> **WORK TO COMPLETE**
Convert the records below into a JSON list of strings, with one string for each line and no entries for blank lines.

> **PROVIDED DATA**

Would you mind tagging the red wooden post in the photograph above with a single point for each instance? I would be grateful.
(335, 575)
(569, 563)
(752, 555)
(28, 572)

> **FINISHED EXERCISE**
[
  "Would you mind tagging the red wooden post in the photograph above with a single point for each instance? I would be grateful.",
  "(335, 575)",
  "(569, 563)",
  "(752, 555)",
  "(28, 572)"
]